[Shape boundary entries]
>> Start

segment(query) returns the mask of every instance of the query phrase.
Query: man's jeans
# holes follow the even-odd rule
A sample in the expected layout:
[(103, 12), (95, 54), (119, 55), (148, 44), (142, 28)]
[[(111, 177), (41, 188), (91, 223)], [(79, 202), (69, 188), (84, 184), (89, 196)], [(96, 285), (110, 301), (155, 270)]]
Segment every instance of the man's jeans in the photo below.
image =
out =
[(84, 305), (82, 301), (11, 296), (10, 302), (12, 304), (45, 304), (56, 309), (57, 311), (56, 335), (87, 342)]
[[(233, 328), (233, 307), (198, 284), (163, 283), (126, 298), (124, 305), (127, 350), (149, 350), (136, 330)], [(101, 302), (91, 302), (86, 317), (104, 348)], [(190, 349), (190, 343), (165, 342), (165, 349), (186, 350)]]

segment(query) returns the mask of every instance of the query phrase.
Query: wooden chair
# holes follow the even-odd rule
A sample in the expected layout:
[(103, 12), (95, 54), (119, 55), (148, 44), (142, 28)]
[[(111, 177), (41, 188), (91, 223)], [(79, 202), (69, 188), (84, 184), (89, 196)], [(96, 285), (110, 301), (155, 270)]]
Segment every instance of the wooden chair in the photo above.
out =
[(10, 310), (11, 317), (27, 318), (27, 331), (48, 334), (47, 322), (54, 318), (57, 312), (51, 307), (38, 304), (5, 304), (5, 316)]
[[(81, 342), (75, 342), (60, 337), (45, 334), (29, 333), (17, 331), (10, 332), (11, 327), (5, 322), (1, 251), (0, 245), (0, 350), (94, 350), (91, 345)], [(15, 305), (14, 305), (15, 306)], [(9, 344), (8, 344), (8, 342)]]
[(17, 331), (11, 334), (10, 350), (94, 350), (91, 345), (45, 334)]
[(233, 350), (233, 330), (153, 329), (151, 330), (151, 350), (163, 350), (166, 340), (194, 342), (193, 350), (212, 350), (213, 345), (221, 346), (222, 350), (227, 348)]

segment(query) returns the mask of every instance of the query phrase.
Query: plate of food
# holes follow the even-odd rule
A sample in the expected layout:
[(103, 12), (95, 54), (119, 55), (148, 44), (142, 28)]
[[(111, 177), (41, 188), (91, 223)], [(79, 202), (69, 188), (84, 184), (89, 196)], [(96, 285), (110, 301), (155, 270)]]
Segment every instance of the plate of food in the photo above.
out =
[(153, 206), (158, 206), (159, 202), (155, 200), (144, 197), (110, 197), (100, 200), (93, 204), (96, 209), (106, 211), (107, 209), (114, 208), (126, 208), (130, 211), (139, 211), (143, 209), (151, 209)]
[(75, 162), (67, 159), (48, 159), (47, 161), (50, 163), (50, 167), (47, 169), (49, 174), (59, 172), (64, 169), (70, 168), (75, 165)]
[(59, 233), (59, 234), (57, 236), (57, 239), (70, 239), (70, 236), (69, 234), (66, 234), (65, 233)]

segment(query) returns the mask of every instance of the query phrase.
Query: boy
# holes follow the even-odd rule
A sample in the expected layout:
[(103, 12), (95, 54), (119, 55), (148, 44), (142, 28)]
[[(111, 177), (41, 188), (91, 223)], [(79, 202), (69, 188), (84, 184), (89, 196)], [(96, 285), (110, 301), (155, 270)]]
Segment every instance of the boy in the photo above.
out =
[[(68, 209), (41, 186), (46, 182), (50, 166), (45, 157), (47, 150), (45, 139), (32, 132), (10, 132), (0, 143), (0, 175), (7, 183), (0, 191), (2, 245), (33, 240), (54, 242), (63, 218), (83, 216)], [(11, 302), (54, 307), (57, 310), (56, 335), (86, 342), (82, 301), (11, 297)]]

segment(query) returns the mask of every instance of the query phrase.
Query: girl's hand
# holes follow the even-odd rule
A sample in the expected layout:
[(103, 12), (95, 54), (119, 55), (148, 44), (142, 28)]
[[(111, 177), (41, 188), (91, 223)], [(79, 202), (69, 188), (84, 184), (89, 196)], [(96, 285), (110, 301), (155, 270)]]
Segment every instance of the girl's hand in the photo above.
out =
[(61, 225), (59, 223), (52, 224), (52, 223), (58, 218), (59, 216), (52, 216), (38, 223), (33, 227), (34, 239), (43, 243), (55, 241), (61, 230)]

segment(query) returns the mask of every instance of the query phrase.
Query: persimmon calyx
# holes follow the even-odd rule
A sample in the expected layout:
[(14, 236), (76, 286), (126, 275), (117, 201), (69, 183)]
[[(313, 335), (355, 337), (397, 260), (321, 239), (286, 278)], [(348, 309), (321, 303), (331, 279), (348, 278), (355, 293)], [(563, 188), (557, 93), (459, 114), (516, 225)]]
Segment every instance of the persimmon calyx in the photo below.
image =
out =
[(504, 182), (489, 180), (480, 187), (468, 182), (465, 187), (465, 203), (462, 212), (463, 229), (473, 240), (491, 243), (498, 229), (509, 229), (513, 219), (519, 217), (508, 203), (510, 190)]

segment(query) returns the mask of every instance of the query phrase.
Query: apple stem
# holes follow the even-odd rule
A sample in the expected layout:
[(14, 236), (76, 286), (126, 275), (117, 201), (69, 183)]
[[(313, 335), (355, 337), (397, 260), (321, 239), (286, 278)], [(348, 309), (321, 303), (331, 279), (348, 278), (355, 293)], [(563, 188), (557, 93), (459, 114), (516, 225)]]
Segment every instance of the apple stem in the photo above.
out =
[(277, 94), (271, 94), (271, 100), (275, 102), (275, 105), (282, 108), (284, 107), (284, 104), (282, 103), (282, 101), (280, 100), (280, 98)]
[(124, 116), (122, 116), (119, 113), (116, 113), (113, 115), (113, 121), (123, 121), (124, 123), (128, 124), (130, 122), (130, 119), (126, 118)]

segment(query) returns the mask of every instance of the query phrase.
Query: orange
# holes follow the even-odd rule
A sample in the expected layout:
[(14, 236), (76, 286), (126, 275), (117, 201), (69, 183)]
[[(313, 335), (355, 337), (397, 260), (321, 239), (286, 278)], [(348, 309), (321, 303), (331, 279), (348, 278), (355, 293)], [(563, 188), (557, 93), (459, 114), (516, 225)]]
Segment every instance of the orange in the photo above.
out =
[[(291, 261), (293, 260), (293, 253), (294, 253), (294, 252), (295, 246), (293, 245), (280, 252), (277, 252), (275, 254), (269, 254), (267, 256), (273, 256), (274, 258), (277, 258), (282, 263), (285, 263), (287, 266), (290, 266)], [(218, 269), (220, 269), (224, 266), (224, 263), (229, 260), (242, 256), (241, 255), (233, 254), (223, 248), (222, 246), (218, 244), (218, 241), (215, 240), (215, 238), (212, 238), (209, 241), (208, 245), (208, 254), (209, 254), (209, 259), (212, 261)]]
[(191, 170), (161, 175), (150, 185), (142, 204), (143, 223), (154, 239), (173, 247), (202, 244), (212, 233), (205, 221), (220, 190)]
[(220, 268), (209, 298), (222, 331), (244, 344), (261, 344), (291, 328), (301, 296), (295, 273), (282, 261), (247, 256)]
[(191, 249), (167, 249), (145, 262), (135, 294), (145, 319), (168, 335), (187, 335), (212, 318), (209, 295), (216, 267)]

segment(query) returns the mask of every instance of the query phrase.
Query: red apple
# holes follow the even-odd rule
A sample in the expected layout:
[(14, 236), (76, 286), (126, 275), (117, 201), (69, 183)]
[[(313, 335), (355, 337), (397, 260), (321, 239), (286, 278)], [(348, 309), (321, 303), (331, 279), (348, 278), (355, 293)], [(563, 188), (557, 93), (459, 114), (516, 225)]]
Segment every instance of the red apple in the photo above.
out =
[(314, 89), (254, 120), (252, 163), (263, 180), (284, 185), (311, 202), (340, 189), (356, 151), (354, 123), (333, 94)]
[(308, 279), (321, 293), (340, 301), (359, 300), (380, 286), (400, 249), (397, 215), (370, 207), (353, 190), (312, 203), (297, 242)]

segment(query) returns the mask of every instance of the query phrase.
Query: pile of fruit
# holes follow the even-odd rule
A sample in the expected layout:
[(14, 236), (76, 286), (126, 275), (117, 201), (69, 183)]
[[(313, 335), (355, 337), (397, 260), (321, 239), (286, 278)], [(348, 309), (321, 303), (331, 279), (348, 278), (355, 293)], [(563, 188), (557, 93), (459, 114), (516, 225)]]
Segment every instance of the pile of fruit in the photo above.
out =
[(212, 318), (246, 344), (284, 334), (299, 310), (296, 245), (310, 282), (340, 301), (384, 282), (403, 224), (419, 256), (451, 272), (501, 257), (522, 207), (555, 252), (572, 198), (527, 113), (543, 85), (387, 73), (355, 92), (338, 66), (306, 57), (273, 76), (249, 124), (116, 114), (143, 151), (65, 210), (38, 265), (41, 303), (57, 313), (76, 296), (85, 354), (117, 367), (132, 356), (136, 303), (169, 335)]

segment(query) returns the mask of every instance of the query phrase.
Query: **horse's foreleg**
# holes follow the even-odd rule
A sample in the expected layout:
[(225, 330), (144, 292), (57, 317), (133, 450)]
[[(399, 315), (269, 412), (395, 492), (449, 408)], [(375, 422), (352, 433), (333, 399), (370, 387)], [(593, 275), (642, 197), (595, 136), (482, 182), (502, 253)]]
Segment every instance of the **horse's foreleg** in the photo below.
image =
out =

>> End

Goal of the exercise: In the data above, count the lines that contain the string "foreleg", where case matters. Reply with the number only.

Expected output: 2